[Box annotations for photos]
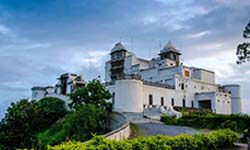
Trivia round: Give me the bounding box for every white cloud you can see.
[143,16,158,25]
[186,31,211,39]
[0,24,15,37]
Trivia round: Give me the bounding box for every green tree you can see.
[38,104,105,146]
[0,98,66,149]
[0,99,37,149]
[69,79,112,110]
[236,20,250,64]
[34,97,67,131]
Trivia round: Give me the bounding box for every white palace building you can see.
[105,41,241,114]
[32,41,241,116]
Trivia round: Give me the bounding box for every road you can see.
[132,119,247,150]
[132,119,200,136]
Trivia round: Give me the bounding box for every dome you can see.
[111,42,126,53]
[161,40,179,53]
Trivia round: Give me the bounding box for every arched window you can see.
[148,94,153,105]
[161,97,164,106]
[171,98,174,106]
[182,99,186,107]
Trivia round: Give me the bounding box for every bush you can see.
[161,112,250,132]
[49,129,239,150]
[38,104,104,146]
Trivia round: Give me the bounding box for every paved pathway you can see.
[132,119,247,150]
[132,119,200,136]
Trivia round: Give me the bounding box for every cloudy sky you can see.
[0,0,250,117]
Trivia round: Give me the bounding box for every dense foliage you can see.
[0,98,67,150]
[49,129,239,150]
[69,80,112,110]
[38,104,105,146]
[161,113,250,132]
[236,21,250,64]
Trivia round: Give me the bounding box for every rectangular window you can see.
[184,70,190,77]
[181,83,184,90]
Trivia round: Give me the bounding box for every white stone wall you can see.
[143,85,175,106]
[108,76,234,114]
[214,92,232,114]
[31,89,46,100]
[192,68,215,84]
[105,61,111,82]
[224,85,242,114]
[110,80,143,112]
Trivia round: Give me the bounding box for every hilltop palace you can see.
[32,41,241,114]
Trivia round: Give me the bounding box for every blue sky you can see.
[0,0,250,116]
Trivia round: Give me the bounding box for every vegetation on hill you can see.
[69,79,112,111]
[0,80,112,150]
[236,20,250,64]
[48,129,239,150]
[38,80,112,148]
[161,112,250,132]
[0,98,67,150]
[38,104,105,147]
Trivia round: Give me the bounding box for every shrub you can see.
[37,104,104,146]
[49,129,239,150]
[161,113,250,132]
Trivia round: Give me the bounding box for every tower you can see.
[159,41,181,66]
[110,42,127,80]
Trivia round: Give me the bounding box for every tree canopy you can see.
[69,79,112,110]
[0,98,67,149]
[236,20,250,64]
[38,104,105,147]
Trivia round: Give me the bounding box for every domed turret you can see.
[110,42,127,80]
[111,42,126,53]
[161,40,180,53]
[159,41,181,65]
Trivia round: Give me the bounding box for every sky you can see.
[0,0,250,118]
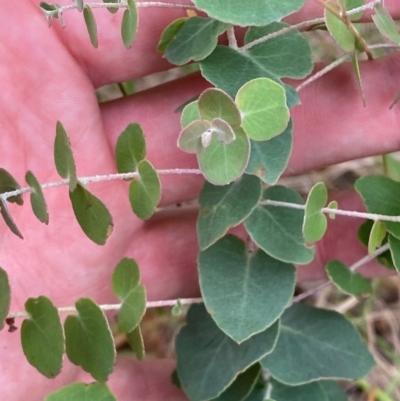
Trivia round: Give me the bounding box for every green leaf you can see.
[325,1,356,53]
[303,182,328,242]
[0,267,11,330]
[25,170,49,224]
[197,174,262,250]
[261,303,374,385]
[129,160,161,220]
[326,260,372,297]
[44,383,117,401]
[0,198,24,239]
[115,123,146,173]
[197,128,250,185]
[157,17,187,52]
[246,120,293,185]
[175,305,279,401]
[121,0,138,49]
[112,258,146,333]
[69,184,113,245]
[0,168,24,206]
[270,379,348,401]
[354,175,400,238]
[212,363,261,401]
[197,88,241,128]
[54,121,78,192]
[235,78,290,141]
[21,296,64,378]
[83,6,99,49]
[164,16,229,65]
[126,325,145,361]
[372,4,400,45]
[198,235,296,343]
[64,298,116,382]
[193,0,305,26]
[244,186,314,264]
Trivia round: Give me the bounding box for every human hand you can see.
[0,0,400,401]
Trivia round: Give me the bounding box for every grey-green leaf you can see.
[129,160,161,220]
[198,235,296,343]
[0,267,11,330]
[115,123,146,173]
[69,184,113,245]
[244,186,314,264]
[54,121,78,192]
[176,305,279,401]
[261,303,375,386]
[44,383,117,401]
[25,171,49,224]
[21,296,64,378]
[197,174,262,250]
[64,298,116,382]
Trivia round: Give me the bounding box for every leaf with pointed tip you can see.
[193,0,305,26]
[112,258,146,333]
[303,182,328,242]
[198,235,296,344]
[121,0,138,49]
[0,267,11,330]
[129,160,161,220]
[21,296,64,378]
[175,305,279,401]
[164,16,229,65]
[44,383,117,401]
[25,171,49,224]
[0,168,24,206]
[69,184,113,245]
[197,174,262,250]
[157,17,187,52]
[246,120,293,185]
[0,198,24,239]
[372,4,400,45]
[115,123,146,173]
[325,260,372,297]
[244,185,314,264]
[64,298,116,382]
[54,121,78,192]
[261,303,375,386]
[197,128,250,185]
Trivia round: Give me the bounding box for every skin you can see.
[0,0,400,401]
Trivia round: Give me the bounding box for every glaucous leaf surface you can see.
[44,383,117,401]
[326,260,372,297]
[112,258,146,333]
[164,16,229,65]
[0,267,11,330]
[175,305,279,401]
[21,296,64,378]
[25,171,49,224]
[303,182,328,242]
[246,120,293,185]
[244,185,314,264]
[64,298,116,382]
[83,6,99,48]
[197,174,262,250]
[235,78,290,141]
[54,121,78,192]
[193,0,305,26]
[115,123,146,173]
[354,175,400,238]
[129,160,161,220]
[261,303,375,386]
[69,184,113,245]
[269,379,348,401]
[198,235,296,344]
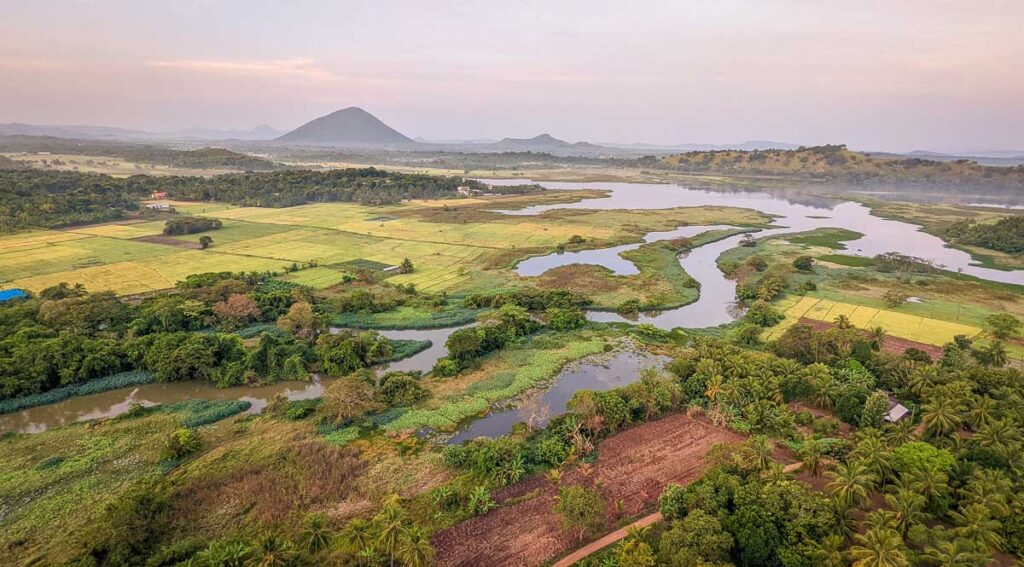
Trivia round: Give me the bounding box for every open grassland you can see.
[0,191,769,298]
[770,297,981,346]
[0,401,248,565]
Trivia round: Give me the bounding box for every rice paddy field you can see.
[0,191,768,295]
[772,297,981,346]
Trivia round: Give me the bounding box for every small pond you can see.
[446,351,668,444]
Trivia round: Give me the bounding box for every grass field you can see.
[0,191,768,292]
[771,297,981,346]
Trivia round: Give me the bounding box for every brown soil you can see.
[798,317,942,360]
[433,415,742,566]
[132,234,199,250]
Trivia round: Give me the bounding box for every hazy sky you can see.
[0,0,1024,149]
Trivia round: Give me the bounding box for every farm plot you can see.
[0,234,168,280]
[433,415,742,566]
[773,297,981,346]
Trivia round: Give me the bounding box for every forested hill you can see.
[0,168,541,232]
[0,135,282,171]
[658,145,1024,189]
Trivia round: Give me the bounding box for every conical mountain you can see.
[278,106,416,145]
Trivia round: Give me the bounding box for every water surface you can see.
[447,351,668,444]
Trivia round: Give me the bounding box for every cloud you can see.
[146,58,339,83]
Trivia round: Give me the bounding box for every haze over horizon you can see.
[0,0,1024,151]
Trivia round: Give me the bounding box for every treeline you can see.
[0,168,541,232]
[0,136,281,171]
[941,215,1024,254]
[0,272,422,400]
[164,217,224,236]
[660,144,1024,190]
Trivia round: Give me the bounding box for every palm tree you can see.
[922,538,992,567]
[867,326,886,352]
[910,468,949,504]
[967,396,995,431]
[341,518,376,555]
[398,519,434,567]
[826,462,876,509]
[800,439,825,478]
[907,365,940,398]
[746,435,775,471]
[886,420,914,447]
[836,315,853,331]
[814,533,847,567]
[850,529,910,567]
[850,430,893,483]
[949,504,1002,551]
[886,490,928,536]
[981,341,1010,367]
[974,420,1021,454]
[921,396,964,437]
[246,533,295,567]
[705,375,722,403]
[374,495,408,567]
[302,514,334,565]
[963,469,1014,518]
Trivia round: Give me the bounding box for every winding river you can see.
[0,179,1024,431]
[0,326,462,433]
[485,179,1024,329]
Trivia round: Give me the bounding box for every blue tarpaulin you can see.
[0,290,29,301]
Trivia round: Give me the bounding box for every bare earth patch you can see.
[433,415,743,566]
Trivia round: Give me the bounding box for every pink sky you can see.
[0,0,1024,150]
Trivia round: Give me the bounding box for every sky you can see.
[0,0,1024,150]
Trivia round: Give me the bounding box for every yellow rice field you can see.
[770,297,981,346]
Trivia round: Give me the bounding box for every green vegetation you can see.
[164,217,223,236]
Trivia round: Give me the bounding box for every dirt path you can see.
[552,512,662,567]
[551,462,804,567]
[433,415,742,567]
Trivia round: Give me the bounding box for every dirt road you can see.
[433,415,742,566]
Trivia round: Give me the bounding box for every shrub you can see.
[430,356,459,378]
[164,428,203,461]
[893,441,956,474]
[793,256,814,271]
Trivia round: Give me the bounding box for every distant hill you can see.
[659,144,1024,190]
[276,106,416,146]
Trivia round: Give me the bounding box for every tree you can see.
[793,256,814,271]
[398,519,434,567]
[860,390,889,429]
[921,396,964,437]
[867,326,886,352]
[555,486,605,541]
[213,294,260,330]
[278,301,327,344]
[949,504,1004,552]
[302,514,334,564]
[850,529,910,567]
[164,428,203,461]
[985,313,1022,341]
[825,463,877,509]
[800,433,825,478]
[323,377,382,425]
[922,537,991,567]
[246,533,295,567]
[374,495,409,567]
[882,288,909,309]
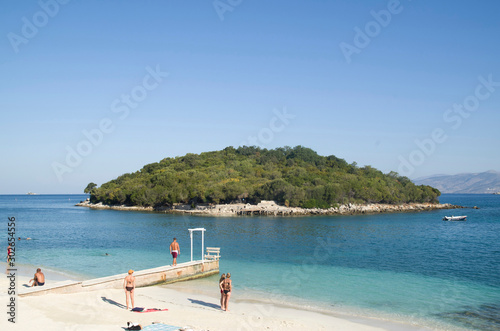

Prompt: Could you copy out everything from the line with "Trivia round: Give me the bounding box for every winding" down to the line with "[433,415,742,567]", switching "you can see" to "that appears" and leaving the rest unchanged?

Written response:
Trivia round: Give me the bounding box for every winding river that appears.
[0,179,1024,431]
[0,326,462,433]
[485,179,1024,329]
Trivia round: Give me the bounding box for every blue tarpaulin that appears.
[0,290,29,301]
Trivia round: Give me the bounding box for every bare earth patch that appears.
[433,415,743,566]
Trivia round: Give me the bounding box for every pink sky that appears.
[0,0,1024,150]
Trivia round: Give me the bounding box for every sky that appears.
[0,0,1024,150]
Trivia round: Give me the bounding box for every yellow rice field that appears.
[770,297,981,346]
Trivia round: Give me the bounding box for every green vegetation that appears.
[164,217,223,236]
Trivia round: Give me the bounding box for every dirt path that appears.
[552,512,662,567]
[551,462,804,567]
[433,415,742,567]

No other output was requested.